The magazine covers were no problem. Siegfried had it all planned. He had a hundred photos in his files, all beautiful, all depicting the natural grandeur of Canadian mountains, wilderness, the peace of the Prairies, rural life and city. He chose a close-up of a vivid red hibiscus blossom as the first cover. It was a shrewd selection. Hibiscus blossom makes a soothing and exotic afternoon "health" tea, and the dramatic color became traditional as "alive red." The cover was an attention-getter. It couldn't help but attract customers to its contents and the shop owners found their small piles of alive magazines disappearing quickly!

On page seven of alive's first issue, the Canadian Health Food Association announced "Freedom of Choice: Basic Right of Canadians!" On page 11 was an advertisement for an editor. Rebecca Clarkes answered the ad and became the editor of alive for the next 10 years. In the second issue, Dr Paavo Airola joined the magazine as medical advisor.

========

Carry on the account of alive magazine's first issues, starting after its final sentence. The material that comes next has nothing to do with this passage.

========

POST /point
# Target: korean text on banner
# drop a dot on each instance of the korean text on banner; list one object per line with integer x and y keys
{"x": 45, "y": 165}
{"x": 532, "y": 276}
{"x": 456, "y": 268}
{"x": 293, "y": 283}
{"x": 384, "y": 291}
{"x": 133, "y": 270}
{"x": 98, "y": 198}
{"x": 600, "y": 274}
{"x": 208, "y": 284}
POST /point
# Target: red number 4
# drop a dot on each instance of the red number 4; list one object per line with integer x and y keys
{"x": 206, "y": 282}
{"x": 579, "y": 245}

========

■ Task result
Paavo had a doctorate in chemistry and a degree in naturopathic medicine. He was already a well-known author and speaker. Siegfried met him at a natural health conference in Harrison Hot Springs, BC. Paavo was the right man to instruct the new alive readership on the importance of whole food nutrition. People were thirsty for information in those early days. (They still are!)

Three years later, the January issue of 1978 (alive #11) offered readers a "healthy holiday"-a spa trip to Emerald Lake in Yoho National Park, with gourmet meals planned by Christel Gursche (Siegfried's wife) and prepared by a trained chef who had formerly worked at the Bayshore Hotel in Vancouver. Christel taught him how to cook vegetarian style!

Dr Airola went along to share the lecture program with Siegfried. Siegfried's 17-year-old son, Carsten, led the outdoor activities. It was a perfect setting, a memorable event and the first of many healthy alive tours conducted over the years.

The Message
Right from its inception, the philosophy of alive has been radically different from mainstream medicine: No drugs-they're poison. Don't treat the symptom-treat the whole body with whole food that the cells recognize and can metabolize. Eat an unaltered, unprocessed food diet which contains vitamins, minerals and living enzymes. Make sure you get regular exercise. The body will respond by healing itself.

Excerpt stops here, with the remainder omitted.